**Aim of the task:** Extract every line of the records below and reproduce each one verbatim.

══ Records for the task ══

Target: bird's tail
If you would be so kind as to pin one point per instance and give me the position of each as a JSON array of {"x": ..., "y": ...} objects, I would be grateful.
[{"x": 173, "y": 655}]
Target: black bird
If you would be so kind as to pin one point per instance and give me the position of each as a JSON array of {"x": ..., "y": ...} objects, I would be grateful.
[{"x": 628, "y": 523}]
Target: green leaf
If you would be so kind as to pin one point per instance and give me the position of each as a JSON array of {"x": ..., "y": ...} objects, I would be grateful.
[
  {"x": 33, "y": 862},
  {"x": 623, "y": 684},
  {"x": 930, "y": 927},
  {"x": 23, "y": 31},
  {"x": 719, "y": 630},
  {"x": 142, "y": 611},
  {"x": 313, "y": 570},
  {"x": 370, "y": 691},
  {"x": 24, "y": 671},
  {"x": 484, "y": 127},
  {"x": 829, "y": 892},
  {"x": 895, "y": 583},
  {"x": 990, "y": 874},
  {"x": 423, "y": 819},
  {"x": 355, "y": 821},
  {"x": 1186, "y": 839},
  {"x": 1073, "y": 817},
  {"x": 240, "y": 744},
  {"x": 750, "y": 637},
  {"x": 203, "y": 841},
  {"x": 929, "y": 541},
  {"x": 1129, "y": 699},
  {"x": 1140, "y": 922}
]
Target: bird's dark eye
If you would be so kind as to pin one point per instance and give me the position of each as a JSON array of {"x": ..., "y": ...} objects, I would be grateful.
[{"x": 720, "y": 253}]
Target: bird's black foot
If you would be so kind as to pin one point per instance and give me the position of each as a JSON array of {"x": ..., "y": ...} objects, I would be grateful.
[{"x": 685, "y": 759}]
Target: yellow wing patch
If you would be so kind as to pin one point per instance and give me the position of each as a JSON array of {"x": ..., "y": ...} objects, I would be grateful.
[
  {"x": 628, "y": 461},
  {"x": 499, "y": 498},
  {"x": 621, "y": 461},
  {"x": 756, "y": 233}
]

═══

**Solution for this exercise:**
Target: bird's tail
If you would be so kind as to pin one point per instance and give me the position of each as a JSON array of {"x": ..., "y": ...} objects, I would be grateful.
[{"x": 173, "y": 655}]
Target: black bird
If you would be so kind as to pin one point per instance and give me the position of each as a JSON array of {"x": ..., "y": ...} objects, I would be grateful.
[{"x": 628, "y": 523}]
Target: green leaf
If you would be so kind as to pin one point per instance and give me the position of each as a JSON array of {"x": ..., "y": ...} objects, I would be grateful.
[
  {"x": 33, "y": 862},
  {"x": 623, "y": 684},
  {"x": 930, "y": 927},
  {"x": 23, "y": 31},
  {"x": 719, "y": 630},
  {"x": 142, "y": 611},
  {"x": 313, "y": 570},
  {"x": 370, "y": 691},
  {"x": 24, "y": 671},
  {"x": 484, "y": 127},
  {"x": 829, "y": 892},
  {"x": 895, "y": 583},
  {"x": 990, "y": 874},
  {"x": 423, "y": 819},
  {"x": 355, "y": 821},
  {"x": 1186, "y": 839},
  {"x": 1073, "y": 817},
  {"x": 240, "y": 744},
  {"x": 750, "y": 637},
  {"x": 203, "y": 841},
  {"x": 929, "y": 541},
  {"x": 1129, "y": 699},
  {"x": 1140, "y": 922}
]
Target: bird's dark eye
If you would be so kind as to pin one point per instance and give me the position of each as a JSON array of {"x": ..., "y": ...} objects, I would be grateful.
[{"x": 720, "y": 253}]
Target: bird's black foot
If you would be so kind as to pin one point per instance and give me the position of each as a JSON array of {"x": ..., "y": ...} objects, I would be grateful.
[{"x": 685, "y": 759}]
Target: yellow wing patch
If you would be so kind as to pin one point per instance and give me the position of each as a JSON array of {"x": ..., "y": ...} objects, I would be grateful.
[
  {"x": 628, "y": 461},
  {"x": 499, "y": 498},
  {"x": 621, "y": 461},
  {"x": 756, "y": 233}
]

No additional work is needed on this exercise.